(Records for this exercise)
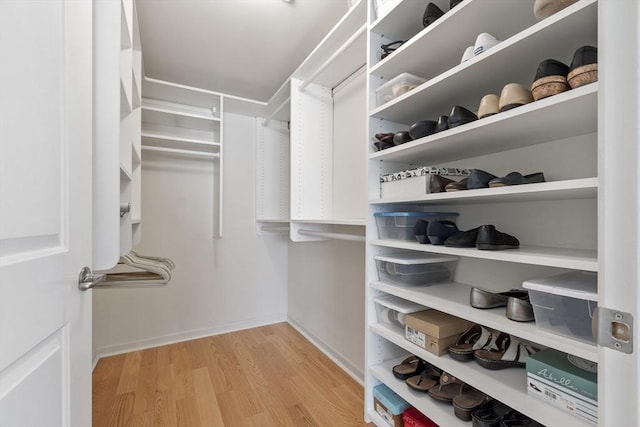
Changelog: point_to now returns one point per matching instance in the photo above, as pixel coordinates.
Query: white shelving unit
(117, 173)
(180, 120)
(312, 162)
(556, 221)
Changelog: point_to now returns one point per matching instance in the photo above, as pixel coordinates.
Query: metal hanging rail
(335, 236)
(180, 151)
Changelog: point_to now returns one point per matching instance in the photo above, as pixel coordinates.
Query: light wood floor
(267, 376)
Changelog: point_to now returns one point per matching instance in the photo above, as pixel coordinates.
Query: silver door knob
(88, 280)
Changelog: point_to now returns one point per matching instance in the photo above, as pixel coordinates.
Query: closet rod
(276, 228)
(336, 236)
(276, 111)
(180, 151)
(333, 57)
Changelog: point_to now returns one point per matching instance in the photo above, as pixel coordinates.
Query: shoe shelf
(583, 188)
(514, 60)
(453, 298)
(561, 116)
(508, 386)
(439, 412)
(445, 39)
(575, 259)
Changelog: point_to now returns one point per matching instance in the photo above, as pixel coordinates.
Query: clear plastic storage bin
(391, 310)
(397, 86)
(415, 269)
(399, 225)
(565, 304)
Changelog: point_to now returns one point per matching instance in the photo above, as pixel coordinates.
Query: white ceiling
(246, 48)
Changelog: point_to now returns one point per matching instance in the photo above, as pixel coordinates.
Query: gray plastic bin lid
(399, 304)
(575, 284)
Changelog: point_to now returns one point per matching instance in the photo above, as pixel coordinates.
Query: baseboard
(113, 350)
(352, 370)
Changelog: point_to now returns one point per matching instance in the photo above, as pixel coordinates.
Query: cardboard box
(434, 330)
(567, 382)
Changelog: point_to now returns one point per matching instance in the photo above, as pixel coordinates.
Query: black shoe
(420, 231)
(516, 178)
(584, 67)
(422, 128)
(431, 14)
(550, 79)
(490, 239)
(439, 231)
(437, 183)
(479, 179)
(460, 116)
(457, 185)
(443, 123)
(463, 239)
(401, 137)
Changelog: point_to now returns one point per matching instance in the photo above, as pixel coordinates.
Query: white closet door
(45, 212)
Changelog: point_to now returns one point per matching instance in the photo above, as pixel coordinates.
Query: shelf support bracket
(614, 329)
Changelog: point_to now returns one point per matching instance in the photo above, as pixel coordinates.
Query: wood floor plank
(267, 376)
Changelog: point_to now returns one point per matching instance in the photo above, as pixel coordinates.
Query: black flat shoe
(490, 239)
(439, 231)
(443, 123)
(463, 239)
(460, 116)
(550, 79)
(516, 178)
(401, 137)
(431, 14)
(457, 185)
(437, 183)
(420, 231)
(422, 128)
(584, 67)
(479, 179)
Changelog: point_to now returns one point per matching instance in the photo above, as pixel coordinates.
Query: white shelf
(358, 222)
(576, 259)
(508, 386)
(183, 95)
(514, 60)
(152, 139)
(561, 116)
(350, 60)
(584, 188)
(439, 412)
(459, 27)
(453, 298)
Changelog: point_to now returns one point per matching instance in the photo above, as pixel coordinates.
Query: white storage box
(415, 182)
(391, 310)
(415, 269)
(565, 304)
(397, 86)
(399, 225)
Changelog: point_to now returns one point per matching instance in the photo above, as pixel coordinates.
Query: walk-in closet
(380, 213)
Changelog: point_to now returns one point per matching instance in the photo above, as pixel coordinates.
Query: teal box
(566, 381)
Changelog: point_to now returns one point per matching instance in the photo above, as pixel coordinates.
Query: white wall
(236, 282)
(326, 298)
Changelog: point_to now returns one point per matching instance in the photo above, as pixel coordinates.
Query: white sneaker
(484, 42)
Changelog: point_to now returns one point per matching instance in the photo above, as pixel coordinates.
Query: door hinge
(615, 329)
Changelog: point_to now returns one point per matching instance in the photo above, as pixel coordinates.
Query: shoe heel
(End Records for this exercise)
## About this exercise
Your reply should be the entries above, repeated exactly and free of pictures.

## Answer section
Changelog: point_to now returns one point per matching instance in the photo above, as pixel coordinates.
Query: white shelving unit
(117, 173)
(180, 120)
(312, 162)
(556, 221)
Changelog: point_to now returns one point per matching instance in the photo above, as pixel coordinates.
Query: metal hanging rail
(335, 236)
(180, 151)
Changelog: point_to now returns one point per matching instance in the photo above, as pixel coordinates.
Query: light wood floor
(267, 376)
Changelog: point_to now returns one point per matching instance in the photo above, as pixel coordinates.
Query: silver door knob
(88, 280)
Changelog: point_to now returns one point per matching instance in the photo above, as pixel coordinates.
Query: closet rod
(276, 228)
(336, 236)
(276, 111)
(180, 151)
(333, 57)
Changelog: point_to now returns one point per matching instance in the photo above, as pixel coordinates.
Query: shoe shelf
(583, 188)
(514, 60)
(453, 298)
(561, 116)
(508, 386)
(439, 412)
(445, 39)
(575, 259)
Changelog: point_to now returns one point per matching instance in the photo above, as pixel coordinates.
Query: clear plastic storage bin
(391, 310)
(397, 86)
(415, 269)
(399, 225)
(565, 304)
Changelog: point_to now returns one point per matching instance in the photo above, as pixel coordinates.
Query: white ceiling
(246, 48)
Changelog: point_to now returns one point per matching instance in the photo above, as pixel coordinates.
Query: gray plastic bin lid
(399, 304)
(575, 284)
Changelog: point_to now returns one point per matching instance in the photo above, as pixel coordinates.
Query: baseboard
(113, 350)
(352, 370)
Changelog: point_to now returns one point per matching instance in the photo above, as pixel coordinates.
Query: cardboard box
(434, 330)
(567, 382)
Changelog: point_to now returns one point per matching instance in the photo above, as pixel coordinates.
Query: black shoe
(420, 231)
(516, 178)
(584, 67)
(422, 128)
(431, 14)
(550, 79)
(490, 239)
(439, 231)
(437, 183)
(479, 179)
(460, 116)
(457, 185)
(443, 123)
(463, 239)
(401, 137)
Changelog: point_to now returns one point per matching instance in the photo above, as pixel coordinates.
Query: white closet door
(45, 212)
Changelog: point_to now returns one point per matching instance in the photo above, as pixel coordinates.
Query: shelf support bracket
(614, 329)
Changelog: point_to now returns one point per matching instance in the photo above, as pixel coordinates.
Query: wood floor plank
(267, 376)
Changelog: point_to now returns one point per matching instance in the photo above, as pixel coordinates.
Query: black flat shoe
(490, 239)
(439, 231)
(443, 123)
(463, 239)
(460, 116)
(550, 79)
(516, 178)
(401, 137)
(431, 14)
(457, 185)
(437, 183)
(420, 231)
(422, 128)
(584, 67)
(479, 179)
Changelog: point_to now returns one point per matching instance in the photo above, as pixel coordinates.
Query: white shelf
(358, 222)
(576, 259)
(508, 386)
(183, 95)
(514, 60)
(152, 139)
(561, 116)
(350, 60)
(584, 188)
(439, 412)
(459, 27)
(453, 298)
Changelog: point_to now returns one point per matching instance in the photo above, as pixel coordinates.
Query: white storage box
(415, 182)
(391, 310)
(415, 269)
(565, 304)
(397, 86)
(399, 225)
Changelog: point_to now returns one point per matching instance in the photo above, as pixel coordinates.
Query: walk-in closet
(380, 213)
Changelog: point_to now returns one point per matching instance in the photo above, as pixel coordinates.
Query: teal box
(566, 381)
Changelog: point_to now returns one point per matching instance in the photo above, as pixel coordinates.
Query: white wall
(236, 282)
(326, 298)
Changelog: point_to now returns one point per matching instance in the photo above, as pixel coordinates.
Query: white sneaker
(484, 42)
Changelog: point_to now returns one point per matching instance in the photo above, as pixel coordinates.
Query: door hinge
(615, 329)
Changelog: point_to now returns one point per matching instance in the photo above, as pixel coordinates.
Query: shoe heel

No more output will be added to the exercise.